▶ **Exercises**:
1. According to the text on AI in the chemical industry, why do AI leaders tend to pursue new business opportunities before optimizing their operations?
2. Carry the text on AI in the chemical industry further, starting after its last sentence.

▶ **Text passage**:
With the help of the “digital twin,” the company was able to identify four key improvement levers. Gold mining operators can improve their operations by optimizing (i) dissolved oxygen, (ii) throughput levels, (iii) feed blend approach, and (iv) cyanide concentration. As a result, miners’ earnings before interests, taxes, depreciation and amortization (EBITDA) has been able to increase by 10–15%. Of this effect, 80% accrued from a higher recovery rate and translated into top-line growth, whereas 20% came from cost savings. This value creation evidence was obtained in less than one month, including developing the “digital twin,” simulating the process variables, and deriving the business insights. Afterward, the chemicals provider prepared a comprehensive business model to actively market the value proposition of AI technology for gold recovery processes, including the required operating model. In other words, the developed capabilities and agile collaboration between chemical, metallurgic, and data experts empowered the Chemical Firm to transform from a chemical commodity provider into a digitally enabled operator of highly specific processes.
Key learnings and recommendations for providing fundamental enablers
Intertwine human and technological capabilities around AI through forming one team with business domain know-how and advanced analytics capabilities. A cross-functional team of business and data analytics experts is necessary to unlock the value of data.
Aim for rapid AI value proof with a test-driven approach. Fast iterations and short sprints facilitate early adjustments for process parameters, particularly in case of unsatisfactory results. Quick learnings from failures offer a basis for leaps forward. Establish a failure culture for digital innovation.
The value potential for revenue increases from AI may be higher than cost savings opportunities. As AI often changes industries’ value drivers, AI leaders tend to address new business opportunities as a first try before optimizing their operations.
Quantify how to measure AI impact and turn AI into tangible value
In our survey, we asked companies about their primary focus during their digital transformation (See Appendix, item “Digital transformation focus”). Unsurprisingly, laggards prioritize “digitizing organizations” and “improving cost and efficiency” (39%) over “looking for innovation” and “managing data at scale” (21%). In contrast, both priorities were reported respectively by 34% of digital champions, so they have a similar focus. Consequently, more digital champions invest significantly more time and money in data and innovation and have shifted their focus away from just “digitizing operations” and “improving cost and efficiency.”

▶ **Recorded information**:
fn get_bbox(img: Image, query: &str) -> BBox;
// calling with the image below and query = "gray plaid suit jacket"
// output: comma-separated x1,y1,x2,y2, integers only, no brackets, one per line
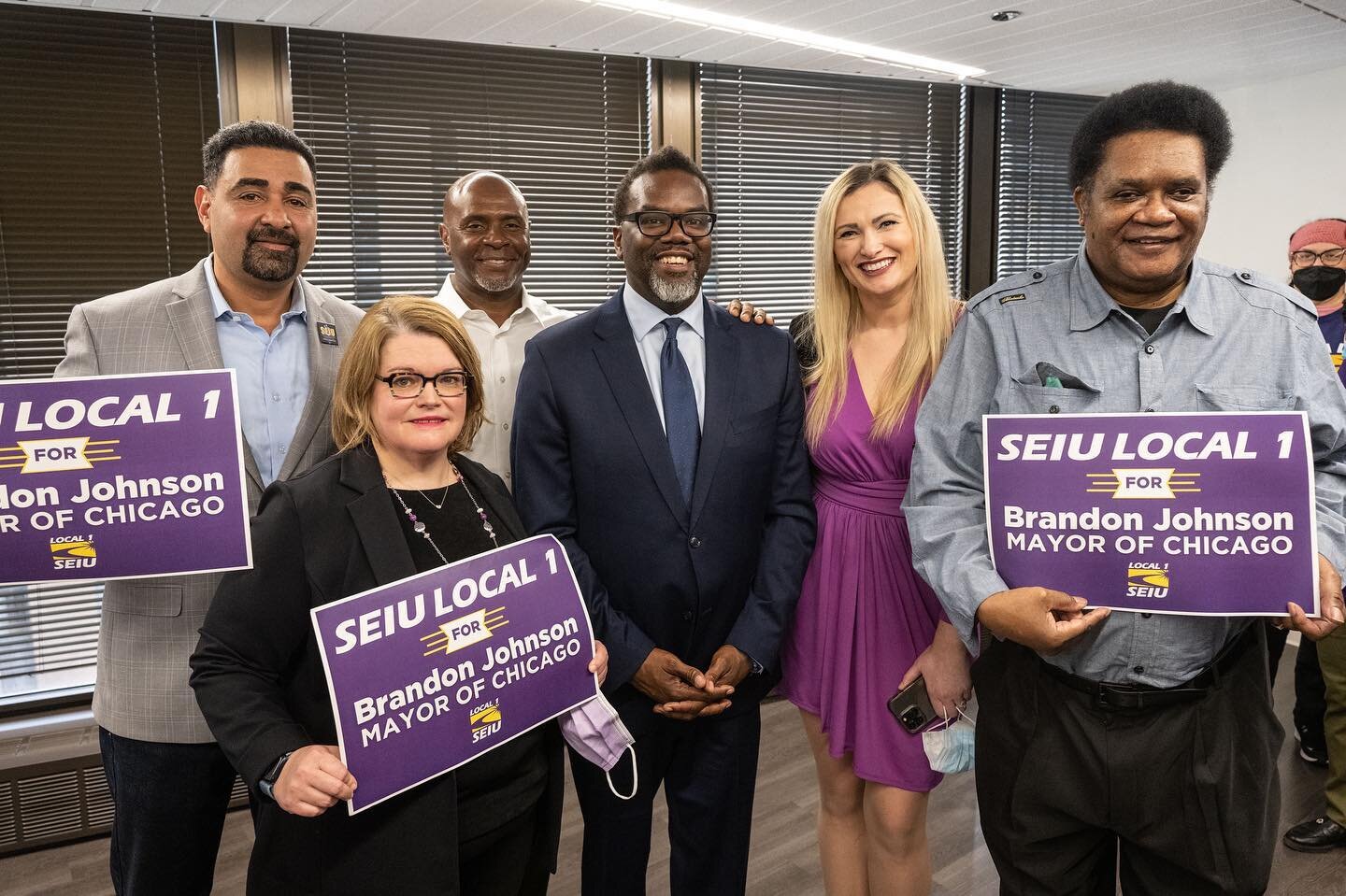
55,258,364,744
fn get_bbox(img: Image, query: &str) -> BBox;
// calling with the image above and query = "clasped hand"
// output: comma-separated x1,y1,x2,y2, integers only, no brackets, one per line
631,645,752,721
270,744,357,818
1276,554,1346,640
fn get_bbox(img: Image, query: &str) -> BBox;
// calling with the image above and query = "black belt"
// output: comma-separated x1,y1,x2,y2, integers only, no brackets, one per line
1042,621,1258,712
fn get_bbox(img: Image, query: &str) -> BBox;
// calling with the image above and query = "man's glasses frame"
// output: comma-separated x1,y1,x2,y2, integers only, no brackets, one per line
618,211,719,239
374,370,472,398
1290,248,1346,268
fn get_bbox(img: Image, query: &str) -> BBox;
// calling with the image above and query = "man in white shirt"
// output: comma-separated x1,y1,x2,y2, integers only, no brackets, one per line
437,171,575,490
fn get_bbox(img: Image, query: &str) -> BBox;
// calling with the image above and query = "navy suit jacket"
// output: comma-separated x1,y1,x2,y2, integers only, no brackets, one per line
511,290,814,728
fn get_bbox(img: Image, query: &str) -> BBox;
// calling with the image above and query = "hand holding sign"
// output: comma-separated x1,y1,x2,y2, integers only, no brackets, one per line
977,587,1111,657
1276,554,1346,640
272,744,357,818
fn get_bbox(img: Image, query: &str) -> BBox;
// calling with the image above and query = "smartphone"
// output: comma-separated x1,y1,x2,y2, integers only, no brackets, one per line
888,678,941,734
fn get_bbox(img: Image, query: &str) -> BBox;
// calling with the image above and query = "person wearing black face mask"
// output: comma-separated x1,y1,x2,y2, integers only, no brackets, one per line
1272,218,1346,851
1290,218,1346,382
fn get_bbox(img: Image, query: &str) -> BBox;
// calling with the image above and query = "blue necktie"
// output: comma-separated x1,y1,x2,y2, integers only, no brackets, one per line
660,318,701,507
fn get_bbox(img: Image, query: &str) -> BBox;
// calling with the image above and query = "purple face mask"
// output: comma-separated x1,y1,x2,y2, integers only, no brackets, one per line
561,693,639,799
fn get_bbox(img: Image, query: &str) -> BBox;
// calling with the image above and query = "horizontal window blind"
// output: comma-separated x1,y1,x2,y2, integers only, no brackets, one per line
996,90,1098,278
0,4,220,706
700,64,964,321
290,30,649,309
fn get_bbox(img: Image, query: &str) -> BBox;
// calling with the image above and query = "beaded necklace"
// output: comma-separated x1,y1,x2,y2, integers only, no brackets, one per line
383,460,501,563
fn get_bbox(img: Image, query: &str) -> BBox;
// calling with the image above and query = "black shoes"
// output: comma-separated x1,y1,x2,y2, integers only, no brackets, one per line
1295,725,1327,768
1282,817,1346,853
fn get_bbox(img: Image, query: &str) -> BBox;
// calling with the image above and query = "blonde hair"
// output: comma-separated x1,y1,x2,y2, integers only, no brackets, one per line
804,159,955,448
333,296,486,455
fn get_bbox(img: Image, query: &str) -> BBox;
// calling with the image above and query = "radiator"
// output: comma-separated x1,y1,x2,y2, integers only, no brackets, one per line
0,709,248,856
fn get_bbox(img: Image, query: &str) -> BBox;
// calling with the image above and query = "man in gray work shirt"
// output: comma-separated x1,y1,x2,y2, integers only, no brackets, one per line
905,82,1346,895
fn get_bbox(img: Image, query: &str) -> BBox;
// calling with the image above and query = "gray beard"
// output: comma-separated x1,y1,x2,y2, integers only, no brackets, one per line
651,275,701,314
472,270,520,292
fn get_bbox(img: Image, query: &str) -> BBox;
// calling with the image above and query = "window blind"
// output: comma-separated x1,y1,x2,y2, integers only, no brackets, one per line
0,4,220,706
290,30,649,309
996,90,1098,278
700,64,964,323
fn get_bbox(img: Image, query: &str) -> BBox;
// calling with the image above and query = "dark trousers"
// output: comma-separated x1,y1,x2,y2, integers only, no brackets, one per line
571,706,762,896
972,636,1284,896
1267,626,1327,741
458,804,551,896
98,728,235,896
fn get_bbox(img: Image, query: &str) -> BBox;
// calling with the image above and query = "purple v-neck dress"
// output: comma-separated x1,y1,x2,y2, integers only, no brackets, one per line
780,361,942,791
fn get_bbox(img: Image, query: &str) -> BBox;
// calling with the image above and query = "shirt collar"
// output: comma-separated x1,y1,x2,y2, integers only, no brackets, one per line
437,276,544,323
206,253,308,323
622,280,706,340
1068,242,1215,336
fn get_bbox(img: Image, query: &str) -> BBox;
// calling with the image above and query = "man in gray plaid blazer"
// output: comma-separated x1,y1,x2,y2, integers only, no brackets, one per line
55,121,362,896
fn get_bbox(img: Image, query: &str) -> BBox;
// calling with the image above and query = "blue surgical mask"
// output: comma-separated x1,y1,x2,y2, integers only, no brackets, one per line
921,709,977,775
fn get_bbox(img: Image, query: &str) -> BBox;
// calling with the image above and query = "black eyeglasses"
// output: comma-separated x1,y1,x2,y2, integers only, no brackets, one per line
618,211,716,239
374,370,471,398
1290,249,1346,268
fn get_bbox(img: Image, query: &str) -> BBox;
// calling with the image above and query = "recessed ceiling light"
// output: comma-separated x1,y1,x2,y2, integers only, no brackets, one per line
580,0,985,79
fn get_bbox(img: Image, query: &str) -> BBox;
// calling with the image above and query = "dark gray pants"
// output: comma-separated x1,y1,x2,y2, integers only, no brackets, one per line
972,636,1284,896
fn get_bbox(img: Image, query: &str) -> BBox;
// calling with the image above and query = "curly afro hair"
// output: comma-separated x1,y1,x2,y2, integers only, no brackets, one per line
612,147,715,220
1070,80,1234,190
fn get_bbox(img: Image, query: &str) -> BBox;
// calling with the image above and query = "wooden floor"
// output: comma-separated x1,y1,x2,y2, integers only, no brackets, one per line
0,647,1346,896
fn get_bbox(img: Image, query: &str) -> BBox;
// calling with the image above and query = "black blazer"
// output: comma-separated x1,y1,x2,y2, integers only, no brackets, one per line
511,290,814,736
191,446,563,896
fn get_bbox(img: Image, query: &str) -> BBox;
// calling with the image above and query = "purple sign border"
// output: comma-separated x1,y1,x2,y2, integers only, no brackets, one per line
0,367,253,585
981,410,1319,619
308,535,599,816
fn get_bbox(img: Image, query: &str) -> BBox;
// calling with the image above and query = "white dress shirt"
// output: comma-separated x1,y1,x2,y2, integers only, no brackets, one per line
435,278,575,490
622,282,706,432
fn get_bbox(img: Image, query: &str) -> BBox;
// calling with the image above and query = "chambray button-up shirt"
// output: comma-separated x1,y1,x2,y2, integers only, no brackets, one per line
903,248,1346,688
206,256,308,486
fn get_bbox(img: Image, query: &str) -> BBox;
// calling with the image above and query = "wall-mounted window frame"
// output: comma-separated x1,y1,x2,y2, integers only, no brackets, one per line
0,4,220,713
697,64,967,321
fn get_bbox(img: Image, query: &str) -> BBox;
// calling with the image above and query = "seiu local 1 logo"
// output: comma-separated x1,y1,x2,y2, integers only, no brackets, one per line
51,535,98,569
1126,563,1168,597
468,700,502,744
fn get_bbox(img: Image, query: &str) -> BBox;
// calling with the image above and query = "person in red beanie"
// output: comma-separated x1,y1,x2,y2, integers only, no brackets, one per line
1284,218,1346,851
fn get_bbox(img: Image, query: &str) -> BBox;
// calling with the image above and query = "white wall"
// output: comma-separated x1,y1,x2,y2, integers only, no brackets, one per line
1198,68,1346,281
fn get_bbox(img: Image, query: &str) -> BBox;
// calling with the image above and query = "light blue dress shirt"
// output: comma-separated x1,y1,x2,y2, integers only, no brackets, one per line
903,248,1346,688
622,282,706,429
206,256,308,486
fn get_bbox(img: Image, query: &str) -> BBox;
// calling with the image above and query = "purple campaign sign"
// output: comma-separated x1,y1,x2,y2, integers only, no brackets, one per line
982,412,1318,616
0,370,251,584
312,535,597,816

▶ **Expected results**:
1. AI often changes an industry's value drivers, so AI leaders address new business opportunities as a first try before optimizing their operations. This fits the text's point that the revenue potential from AI may be higher than the opportunities for cost savings.

2.
Consequently, organizations balance their priorities between making the core more efficient and significantly fostering innovation. They should further prioritize their project portfolio based on value and measure the business and financial impact of AI—competencies we have seen at digital champions who score highest for purpose and strategy. Often, companies define short-term objectives and key results (OKR) to operationalize their journey and monitor AI’s impact realization more closely. In the case of insignificant results, they change the targets as well as the direction of AI support as they follow a hypothesis-driven approach with rapid value proof.
Digital maturity and AI focus offer positive returns
Organizations that take on a business lens, build fundamental enablers, and measure AI, achieve tangible impact, which is notably higher than those that do not. We included indicators to analyze how digital champions perform against laggards (Fig. 5). Some measures report shareholder value from external sources5, e.g., market capitalization, total enterprise value. Others offer self-reported indicators, e.g., earnings before interests and taxes (EBIT) from digital, the magnitude of scale (Appendix, item “Scale”). To assess a firm’s competitiveness, the respondent evaluated the perception of where the organization stands compared to industry peers over the past 3 years (Appendix, item “Competitiveness”). It is not surprising that both digital champions and AI leaders outperform other organizations in our sample, but the magnitude strikes. About twice as many champions as laggards (64% vs. 34%) consider their firm to be more competitive than industry peers, i.e., better in cost-efficiency, product quality, time-to-market, and customer satisfaction. Digital champions are growing stronger in total enterprise value every year and experience higher EBIT impact from digital investments. Furthermore, they are better at scaling-up their digital pilot projects into operating solutions that deliver the full potential of the technologies behind them.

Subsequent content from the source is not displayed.